#### Source excerpt ####
Most of Château Margaux’s vines are on gravel, but there are also vines planted on chalk subsoil. The best gravel parcels are on the same type of hills found at Latour and Lafite in Pauillac. They face the Gironde estuary, which is a good indication of a quality vineyard in the Médoc. That’s because the gravel is deeper there, and frost is not a problem.
What is true for Château Margaux is also true for every winery in the Margaux appellation: The land comes first. “The soils of Margaux are very varied,” says Gonzague Lurton, president of the Margaux winery association. “There is a series of gravel terraces rising from the river. The best is the terrace closest to the river. As you get further away, the subsoil gets sandier until you reach the sandy soil of the Landes forest to the west.”
Gonzague Lurton is a member of the biggest landowning family in Margaux. He owns the classed-growth Château Durfort-Vivens. His brother, Henri, owns classed-growth Château Brane-Cantenac. Another brother, Denis, owns Château Desmirail, also a classed growth, while uncle André Lurton manages classed-growth Château Dauzac. The family also owns Château La Tour de Bessan, in Soussans. In fact, the Lurtons, by relation or marriage, are the largest vineyard and estate holders in all of Bordeaux.
The Lurton properties are good examples of the way Margaux has pulled up its quality. Bought by their father, Lucien Lurton, both Durfort-Vivens and Brane-Cantenac were underperformers when the sons took over from Lucien in 1992. Now they are really earning their classified status. Tasting back over old vintages of Brane-Cantenac with Henri Lurton, I was struck by how before the mid-1990s the wines were soft and flat. But from 1996 onwards, the wines have structure as well as dark, brooding fruit.
I found the same distinction at a vertical tasting of nearby Château Cantenac-Brown. Purchased by an insurance company in 1987, it is now part of the AXA Millésimes company, which also owns Château Pichon Baron in Pauillac and Quinta do Noval in Portugal. The chateau, which looks like an English country house, was built in the 19th century by John Brown, the son of an English wine shipper.
“The renaissance of Cantenac-Brown really started in 1995,” explained AXA Millésimes Director Christian Seely, over a vertical tasting of the wines. “The wine used to be muscular, but it is now much more mainstream Margaux—more perfumed, and with more fruit.” Again, I agree: From the 1996 vintage onwards, the wines are complete with ripe fruit and tannins and the Margaux elegance. There are many other chateaus in Margaux, even at classified-growth levels, that are only now realizing their full potential. Château Rauzan-Ségla, another of the 21 classified growths in Margaux, was purchased by Chanel in 1994 and has only now come to justify its classified status.
With the right land, says Rauzan-Ségla director John Kolasa, you can make great wines: “I don’t believe in the overripeness of fruit,” he declares. “But I can preserve freshness and still make wines with great intensity and richness.”
And so the list of improved properties goes on: Château Dauzac, Château Prieuré-Lichine and Château Ferrière are all classified growths that are performing well. And if you are looking for the really serious values in Margaux, go to many of the 25 crus bourgeois in the appellation. Château La Gurgue, Château d’Angludet, Château Labegorce Margaux are all worth seeeking out, and most cost only $40 a bottle.
#### Dataset records ####
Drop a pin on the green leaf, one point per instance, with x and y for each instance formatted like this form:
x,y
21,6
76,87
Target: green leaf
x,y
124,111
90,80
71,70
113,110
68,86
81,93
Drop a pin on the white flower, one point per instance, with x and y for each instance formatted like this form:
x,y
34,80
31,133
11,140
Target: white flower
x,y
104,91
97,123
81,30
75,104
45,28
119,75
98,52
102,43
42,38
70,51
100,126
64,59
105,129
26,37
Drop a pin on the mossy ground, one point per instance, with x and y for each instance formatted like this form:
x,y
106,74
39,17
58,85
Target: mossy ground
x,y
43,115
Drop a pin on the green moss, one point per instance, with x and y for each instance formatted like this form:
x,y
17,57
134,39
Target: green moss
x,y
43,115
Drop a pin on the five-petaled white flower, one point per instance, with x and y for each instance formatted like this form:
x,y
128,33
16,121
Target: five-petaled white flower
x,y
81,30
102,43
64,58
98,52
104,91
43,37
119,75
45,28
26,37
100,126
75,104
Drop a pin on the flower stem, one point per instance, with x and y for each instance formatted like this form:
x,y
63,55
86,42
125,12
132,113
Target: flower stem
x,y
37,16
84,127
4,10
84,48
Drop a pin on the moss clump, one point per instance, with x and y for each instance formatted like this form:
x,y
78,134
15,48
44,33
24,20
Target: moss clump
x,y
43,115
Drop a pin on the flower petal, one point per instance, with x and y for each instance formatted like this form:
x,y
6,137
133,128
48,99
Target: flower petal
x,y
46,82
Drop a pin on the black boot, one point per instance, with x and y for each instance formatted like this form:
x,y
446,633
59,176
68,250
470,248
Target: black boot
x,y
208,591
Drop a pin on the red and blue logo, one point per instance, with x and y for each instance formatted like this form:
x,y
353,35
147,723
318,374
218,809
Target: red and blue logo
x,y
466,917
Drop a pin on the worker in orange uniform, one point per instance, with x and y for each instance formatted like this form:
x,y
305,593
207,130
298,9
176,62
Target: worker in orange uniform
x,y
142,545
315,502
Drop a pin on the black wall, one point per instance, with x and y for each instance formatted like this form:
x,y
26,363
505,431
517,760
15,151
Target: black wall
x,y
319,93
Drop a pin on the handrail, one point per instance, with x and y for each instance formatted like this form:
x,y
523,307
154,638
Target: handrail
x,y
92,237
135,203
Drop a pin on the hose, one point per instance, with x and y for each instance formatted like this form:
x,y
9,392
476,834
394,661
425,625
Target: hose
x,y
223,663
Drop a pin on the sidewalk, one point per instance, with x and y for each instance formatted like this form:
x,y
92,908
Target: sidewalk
####
▸ Problem set:
1. In the rows, from the line with "Drop a pin on the sidewalk, one" through the end of the rows, switch "sidewalk" to "pavement" and write out only those lines again, leaving everything else unchanged.
2. Carry on the article about the wines of Margaux from the point where it stops.

▸ Set of answers:
1.
Drop a pin on the pavement, one point per instance, with x and y for each instance formatted like this form:
x,y
92,908
Target: pavement

2.
At Château Kirwan, the Schÿler family has achieved a similar turnround with the help of consultant Michel Rolland. It is Rolland’s first venture in the Médoc. I’ve watched this chateau since the early 1990s, and at a vertical tasting at the chateau in 1998, the change was immediate and very apparent. Jean-Henri Schÿler of Kirwan, who is one of the rare chateau proprietors to live in the Médoc (most live in the city of Bordeaux) has a good recollection of the change both at Kirwan and in Margaux. “There was certainly a problem with Margaux,” he says. Once upon a time, “the name became almost pejorative.” He believes this dates back to the creation of the Margaux appellation in the 1950s. “It was much later than Pauillac and Saint-Julien, and it was to do with politics. The appellation was made too big, because it had to include two villages, Soussans and Arsac, which lay outside the central communes of Margaux, Labarde and Cantenac, and which at the time were not making very good wines.”
Today, though, the change in the quality of wines from the less famous properties in both Soussans and Arsac is just as dramatic as the change at the top of the Margaux hierarchy. And it’s in these two outlying villages that the very best values are found.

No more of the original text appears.